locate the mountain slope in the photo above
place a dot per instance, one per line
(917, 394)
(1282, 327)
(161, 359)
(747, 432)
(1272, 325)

Problem → Reproduce the material precisely, including every line.

Result for this task →
locate the mountain slope in the photo above
place a dot per instance, one per line
(917, 394)
(1282, 327)
(161, 359)
(747, 432)
(1272, 325)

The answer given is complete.